REQUIRED TASK:
Rewrite the lines of the entries below as a Markdown table with two columns, "Row" for the row number and "Content" for the line itself. Skip any blank lines.

DATA LISTING:
===============

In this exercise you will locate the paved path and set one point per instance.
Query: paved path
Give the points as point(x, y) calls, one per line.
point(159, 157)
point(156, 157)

===============

SOLUTION FOR THIS PROBLEM:
| Row | Content |
|---|---|
| 1 | In this exercise you will locate the paved path and set one point per instance. |
| 2 | Query: paved path |
| 3 | Give the points as point(x, y) calls, one per line. |
| 4 | point(159, 157) |
| 5 | point(156, 157) |